◆ **Work item**
Give again, unaltered, the lines of the listing below that run from the line having "the green tree" through the line having "TARGET = double globe street lamp".

◆ **Source records**
^^^^
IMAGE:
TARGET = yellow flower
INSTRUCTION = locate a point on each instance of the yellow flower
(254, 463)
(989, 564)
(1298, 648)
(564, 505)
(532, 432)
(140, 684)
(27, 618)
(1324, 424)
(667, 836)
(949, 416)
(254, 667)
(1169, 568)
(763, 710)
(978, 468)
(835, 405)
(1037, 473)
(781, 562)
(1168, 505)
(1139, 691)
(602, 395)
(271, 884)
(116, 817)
^^^^
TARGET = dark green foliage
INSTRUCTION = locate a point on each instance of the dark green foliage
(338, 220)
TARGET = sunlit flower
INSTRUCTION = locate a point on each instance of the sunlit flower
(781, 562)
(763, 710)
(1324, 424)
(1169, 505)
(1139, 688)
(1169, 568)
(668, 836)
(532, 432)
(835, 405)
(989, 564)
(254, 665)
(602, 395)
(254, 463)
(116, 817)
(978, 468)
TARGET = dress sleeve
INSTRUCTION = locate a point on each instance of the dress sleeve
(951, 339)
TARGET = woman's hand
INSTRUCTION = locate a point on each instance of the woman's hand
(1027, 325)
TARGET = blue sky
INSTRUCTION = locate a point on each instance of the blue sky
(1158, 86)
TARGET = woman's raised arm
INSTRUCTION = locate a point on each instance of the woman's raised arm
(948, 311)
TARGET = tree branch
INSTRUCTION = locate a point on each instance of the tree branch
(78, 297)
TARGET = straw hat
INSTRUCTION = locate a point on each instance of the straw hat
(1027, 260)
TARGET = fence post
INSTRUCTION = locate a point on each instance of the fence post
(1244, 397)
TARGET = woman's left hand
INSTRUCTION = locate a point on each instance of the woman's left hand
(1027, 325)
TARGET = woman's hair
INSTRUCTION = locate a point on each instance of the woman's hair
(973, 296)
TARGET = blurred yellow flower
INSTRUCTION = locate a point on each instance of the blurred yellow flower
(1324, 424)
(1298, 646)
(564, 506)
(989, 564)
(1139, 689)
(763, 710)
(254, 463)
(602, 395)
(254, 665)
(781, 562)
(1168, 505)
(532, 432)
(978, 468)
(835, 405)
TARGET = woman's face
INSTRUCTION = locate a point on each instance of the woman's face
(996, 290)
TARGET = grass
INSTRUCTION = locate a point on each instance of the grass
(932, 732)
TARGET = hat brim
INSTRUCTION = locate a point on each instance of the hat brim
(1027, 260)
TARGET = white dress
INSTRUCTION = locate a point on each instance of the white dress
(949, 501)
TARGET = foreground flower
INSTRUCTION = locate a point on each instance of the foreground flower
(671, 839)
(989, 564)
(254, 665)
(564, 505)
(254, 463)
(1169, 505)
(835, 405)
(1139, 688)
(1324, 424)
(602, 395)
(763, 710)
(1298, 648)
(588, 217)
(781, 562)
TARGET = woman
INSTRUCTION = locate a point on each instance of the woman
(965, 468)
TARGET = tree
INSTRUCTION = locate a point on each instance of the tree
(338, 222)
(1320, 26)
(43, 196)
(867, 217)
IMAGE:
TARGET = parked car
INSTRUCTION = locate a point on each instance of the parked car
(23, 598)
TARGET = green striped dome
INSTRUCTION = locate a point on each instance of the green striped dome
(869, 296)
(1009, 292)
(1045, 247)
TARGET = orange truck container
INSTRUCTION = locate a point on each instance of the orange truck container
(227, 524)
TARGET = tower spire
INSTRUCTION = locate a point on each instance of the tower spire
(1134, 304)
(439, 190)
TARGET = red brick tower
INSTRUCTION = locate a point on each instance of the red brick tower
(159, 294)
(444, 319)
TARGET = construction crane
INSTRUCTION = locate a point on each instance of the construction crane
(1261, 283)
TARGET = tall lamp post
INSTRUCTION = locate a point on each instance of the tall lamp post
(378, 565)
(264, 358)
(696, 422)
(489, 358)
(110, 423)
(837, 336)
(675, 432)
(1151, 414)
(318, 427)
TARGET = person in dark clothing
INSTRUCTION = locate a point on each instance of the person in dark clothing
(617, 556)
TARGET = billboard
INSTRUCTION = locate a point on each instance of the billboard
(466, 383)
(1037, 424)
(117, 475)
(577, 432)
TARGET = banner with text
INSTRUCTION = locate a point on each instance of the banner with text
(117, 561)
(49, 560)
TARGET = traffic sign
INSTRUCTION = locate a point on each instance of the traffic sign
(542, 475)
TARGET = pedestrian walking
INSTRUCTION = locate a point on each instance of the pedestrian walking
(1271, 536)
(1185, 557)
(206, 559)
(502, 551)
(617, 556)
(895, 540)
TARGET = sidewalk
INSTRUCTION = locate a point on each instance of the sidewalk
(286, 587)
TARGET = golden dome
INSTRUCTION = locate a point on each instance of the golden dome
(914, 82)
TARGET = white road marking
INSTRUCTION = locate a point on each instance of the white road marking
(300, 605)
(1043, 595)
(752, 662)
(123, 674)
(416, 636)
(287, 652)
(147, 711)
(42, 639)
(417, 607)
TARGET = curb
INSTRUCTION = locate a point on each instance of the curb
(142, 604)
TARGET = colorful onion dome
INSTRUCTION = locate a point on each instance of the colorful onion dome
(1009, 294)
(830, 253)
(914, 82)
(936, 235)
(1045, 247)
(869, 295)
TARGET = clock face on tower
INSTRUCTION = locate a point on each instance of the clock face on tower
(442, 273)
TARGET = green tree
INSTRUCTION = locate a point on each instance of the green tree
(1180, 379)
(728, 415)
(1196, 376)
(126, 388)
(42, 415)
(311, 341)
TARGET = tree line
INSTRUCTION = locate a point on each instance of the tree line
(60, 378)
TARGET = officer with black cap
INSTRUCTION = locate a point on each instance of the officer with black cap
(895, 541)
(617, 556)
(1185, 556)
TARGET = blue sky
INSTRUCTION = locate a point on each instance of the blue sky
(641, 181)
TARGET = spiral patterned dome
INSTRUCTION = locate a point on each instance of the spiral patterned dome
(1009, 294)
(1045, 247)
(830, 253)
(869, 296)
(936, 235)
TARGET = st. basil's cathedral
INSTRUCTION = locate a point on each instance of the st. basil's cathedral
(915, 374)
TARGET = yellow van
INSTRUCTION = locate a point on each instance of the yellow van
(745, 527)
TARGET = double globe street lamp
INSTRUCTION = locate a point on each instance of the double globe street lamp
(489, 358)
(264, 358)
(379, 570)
^^^^
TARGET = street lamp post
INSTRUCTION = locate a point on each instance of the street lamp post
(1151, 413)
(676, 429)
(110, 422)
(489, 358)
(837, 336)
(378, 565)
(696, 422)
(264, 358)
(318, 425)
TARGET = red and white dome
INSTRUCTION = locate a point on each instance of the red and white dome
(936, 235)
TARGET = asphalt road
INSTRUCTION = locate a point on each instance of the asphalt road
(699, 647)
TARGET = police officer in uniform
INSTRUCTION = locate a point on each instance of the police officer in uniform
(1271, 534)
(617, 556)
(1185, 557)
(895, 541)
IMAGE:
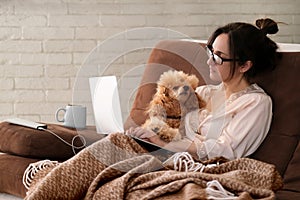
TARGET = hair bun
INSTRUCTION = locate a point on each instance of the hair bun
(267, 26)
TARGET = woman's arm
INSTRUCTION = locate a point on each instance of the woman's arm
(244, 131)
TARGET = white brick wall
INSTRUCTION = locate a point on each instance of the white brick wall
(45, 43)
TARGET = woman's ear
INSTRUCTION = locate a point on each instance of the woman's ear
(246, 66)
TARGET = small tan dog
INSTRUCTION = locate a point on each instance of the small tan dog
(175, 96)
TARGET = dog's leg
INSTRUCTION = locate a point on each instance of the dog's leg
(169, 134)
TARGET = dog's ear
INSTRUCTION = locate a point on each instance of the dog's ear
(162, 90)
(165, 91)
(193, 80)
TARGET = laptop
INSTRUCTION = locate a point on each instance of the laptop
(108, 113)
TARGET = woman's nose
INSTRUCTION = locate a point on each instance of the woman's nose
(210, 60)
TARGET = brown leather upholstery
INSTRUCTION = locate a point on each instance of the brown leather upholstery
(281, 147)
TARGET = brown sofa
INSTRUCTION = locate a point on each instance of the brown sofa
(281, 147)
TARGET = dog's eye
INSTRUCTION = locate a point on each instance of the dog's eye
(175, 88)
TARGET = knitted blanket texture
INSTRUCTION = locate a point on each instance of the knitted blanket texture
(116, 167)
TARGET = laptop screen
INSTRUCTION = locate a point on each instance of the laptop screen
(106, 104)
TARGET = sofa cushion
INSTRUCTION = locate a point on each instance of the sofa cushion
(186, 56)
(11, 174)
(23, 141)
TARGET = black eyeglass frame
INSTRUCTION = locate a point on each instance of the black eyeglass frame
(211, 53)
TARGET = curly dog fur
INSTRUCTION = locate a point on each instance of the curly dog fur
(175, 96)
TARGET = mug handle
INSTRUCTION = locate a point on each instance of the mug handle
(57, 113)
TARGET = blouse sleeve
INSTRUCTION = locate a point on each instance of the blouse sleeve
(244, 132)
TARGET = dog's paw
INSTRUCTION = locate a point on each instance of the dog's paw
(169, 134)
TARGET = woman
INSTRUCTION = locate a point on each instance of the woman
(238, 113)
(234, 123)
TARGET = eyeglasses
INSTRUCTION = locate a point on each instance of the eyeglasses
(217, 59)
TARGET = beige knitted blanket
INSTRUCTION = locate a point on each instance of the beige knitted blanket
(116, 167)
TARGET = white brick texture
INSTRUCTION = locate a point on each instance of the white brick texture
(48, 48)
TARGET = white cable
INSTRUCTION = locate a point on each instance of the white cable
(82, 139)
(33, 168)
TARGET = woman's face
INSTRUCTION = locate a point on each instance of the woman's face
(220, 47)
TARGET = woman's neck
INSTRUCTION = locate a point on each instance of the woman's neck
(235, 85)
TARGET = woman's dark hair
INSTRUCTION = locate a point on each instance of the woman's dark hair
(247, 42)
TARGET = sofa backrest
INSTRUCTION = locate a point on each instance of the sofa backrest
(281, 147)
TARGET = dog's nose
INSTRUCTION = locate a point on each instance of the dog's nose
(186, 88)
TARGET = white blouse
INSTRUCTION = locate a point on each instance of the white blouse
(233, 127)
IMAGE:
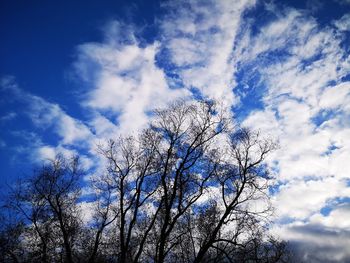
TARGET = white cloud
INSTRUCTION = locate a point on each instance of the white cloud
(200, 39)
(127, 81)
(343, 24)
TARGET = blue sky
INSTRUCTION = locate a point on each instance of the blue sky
^^^^
◆ **Solution to this task**
INSTRUCTION = locate a point on each instance of the green tree
(1180, 379)
(728, 415)
(1196, 376)
(126, 388)
(42, 415)
(311, 341)
TARGET = tree line
INSTRUCTION = locate a point on each instance of the tree line
(60, 378)
TARGET = officer with black cap
INSTRUCTION = locate a point on each instance of the officer with black cap
(895, 541)
(617, 556)
(1185, 556)
TARGET = blue sky
INSTRUCTION = locate a point on each instance of the blue sky
(641, 181)
TARGET = spiral patterned dome
INSTRUCTION = locate a point on each instance of the spiral patterned dome
(1009, 294)
(1045, 247)
(830, 253)
(869, 296)
(936, 235)
TARGET = st. basil's cathedral
INSTRUCTION = locate a point on each instance of the st. basil's cathedral
(915, 374)
TARGET = yellow van
INSTRUCTION = locate a point on each instance of the yellow van
(745, 527)
TARGET = double globe street lamp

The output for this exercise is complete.